### Written problem A
Return the stretch of the BMW forum thread from "## MN525i (Aug" through "I hope not.", copied word for word.

### Text to read
..........
# Has BMW sold out?



## MN525i (Aug 8, 2010)

During the Super Bowl I saw a commercial bragging that the new X3s are designed and built here in the USA. Personally I think this is sacrilegious, when I pay a premium for a white propeller product I expect German quality and value... not a GM. Maybe I am overreacting but it makes me sad to see that BMW has gone this way when just 20 years ago they were building M5s by hand in Garching.


----------



## NoWayJose (Mar 18, 2010)

I saw it also I hope not. 

Sent from my Nexus One using Bimmer App


----------



## CDirks (Jun 28, 2010)

z4's have been built in the Spartanburg Virginia(FAQcheck?) factory for a good while now. Does knowing that make your skin crawl and your ego shrink?


----------



## EdCT (Mar 14, 2002)

CDirks said:


> z4's have been built in the Spartanburg Virginia(FAQcheck?) factory for a good while now. Does knowing that make your skin crawl and your ego shrink?


That's not what the OP is suggesting. What I believe he's referring to, and I agree 100 percent, was the tone of the ad - it was as if you were watching a Chevy Pickup Truck commercial.

It was odd to say the least - makes you wonder who the target market for X3's is.

PS: Spartanburg is in South Carolina


----------



## darbyogill (Jan 16, 2011)

MN525i said:


> During the Super Bowl I saw a commercial bragging that the new X3s are designed and built here in the USA. Personally I think this is sacrilegious, when I pay a premium for a white propeller product I expect German quality and value... not a GM. Maybe I am overreacting but it makes me sad to see that BMW has gone this way when just 20 years ago they were building M5s by hand in Garching.
..........
### Raw records
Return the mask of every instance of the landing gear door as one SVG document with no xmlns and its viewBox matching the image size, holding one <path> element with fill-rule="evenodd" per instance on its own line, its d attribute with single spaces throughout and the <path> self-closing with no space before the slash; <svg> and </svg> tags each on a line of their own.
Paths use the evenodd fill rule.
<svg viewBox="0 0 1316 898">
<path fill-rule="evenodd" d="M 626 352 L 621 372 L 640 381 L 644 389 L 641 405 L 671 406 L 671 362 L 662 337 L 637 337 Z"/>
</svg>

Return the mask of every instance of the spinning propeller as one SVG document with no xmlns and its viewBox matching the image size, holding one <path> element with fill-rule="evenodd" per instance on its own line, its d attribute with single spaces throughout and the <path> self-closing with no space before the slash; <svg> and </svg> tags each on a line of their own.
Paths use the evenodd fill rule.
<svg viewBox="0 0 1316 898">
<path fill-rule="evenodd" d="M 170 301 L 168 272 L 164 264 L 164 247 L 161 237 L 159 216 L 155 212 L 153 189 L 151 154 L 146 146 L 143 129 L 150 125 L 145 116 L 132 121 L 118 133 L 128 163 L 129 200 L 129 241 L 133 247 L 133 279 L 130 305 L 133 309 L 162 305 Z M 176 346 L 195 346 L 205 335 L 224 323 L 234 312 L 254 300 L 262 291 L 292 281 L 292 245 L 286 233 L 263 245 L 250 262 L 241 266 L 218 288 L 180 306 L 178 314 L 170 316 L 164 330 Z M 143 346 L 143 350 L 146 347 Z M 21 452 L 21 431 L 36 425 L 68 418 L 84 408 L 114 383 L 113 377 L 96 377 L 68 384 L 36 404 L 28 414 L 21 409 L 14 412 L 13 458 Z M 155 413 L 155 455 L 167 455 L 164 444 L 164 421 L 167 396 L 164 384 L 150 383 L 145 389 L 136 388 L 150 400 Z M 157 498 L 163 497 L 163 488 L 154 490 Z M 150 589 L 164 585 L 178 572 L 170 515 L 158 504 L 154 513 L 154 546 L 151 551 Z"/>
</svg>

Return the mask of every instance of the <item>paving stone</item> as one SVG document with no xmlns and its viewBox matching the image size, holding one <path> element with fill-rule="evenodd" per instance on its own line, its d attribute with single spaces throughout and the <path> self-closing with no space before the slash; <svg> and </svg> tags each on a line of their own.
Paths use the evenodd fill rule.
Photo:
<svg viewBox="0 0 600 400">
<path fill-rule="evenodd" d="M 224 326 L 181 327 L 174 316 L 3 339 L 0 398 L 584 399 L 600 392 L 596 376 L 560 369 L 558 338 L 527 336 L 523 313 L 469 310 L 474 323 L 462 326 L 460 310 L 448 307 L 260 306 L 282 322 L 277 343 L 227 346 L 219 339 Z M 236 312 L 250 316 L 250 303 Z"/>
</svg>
..........
### Written problem B
In the rows, update the stretch from the line containing "Return the mask of every instance of the <item>paving" through the end of the rows by replacing "paving stone" with "cobblestone" and leaving everything else unchanged. Give only those lines.

### Output A
## MN525i (Aug 8, 2010)

During the Super Bowl I saw a commercial bragging that the new X3s are designed and built here in the USA. Personally I think this is sacrilegious, when I pay a premium for a white propeller product I expect German quality and value... not a GM. Maybe I am overreacting but it makes me sad to see that BMW has gone this way when just 20 years ago they were building M5s by hand in Garching.


----------



## NoWayJose (Mar 18, 2010)

I saw it also I hope not.

### Output B
Return the mask of every instance of the <item>cobblestone</item> as one SVG document with no xmlns and its viewBox matching the image size, holding one <path> element with fill-rule="evenodd" per instance on its own line, its d attribute with single spaces throughout and the <path> self-closing with no space before the slash; <svg> and </svg> tags each on a line of their own.
Paths use the evenodd fill rule.
Photo:
<svg viewBox="0 0 600 400">
<path fill-rule="evenodd" d="M 224 326 L 181 327 L 174 316 L 3 339 L 0 398 L 584 399 L 600 392 L 596 376 L 560 369 L 558 338 L 527 336 L 523 313 L 469 310 L 474 323 L 462 326 L 460 310 L 448 307 L 260 306 L 282 322 L 277 343 L 227 346 L 219 339 Z M 236 312 L 250 316 L 250 303 Z"/>
</svg>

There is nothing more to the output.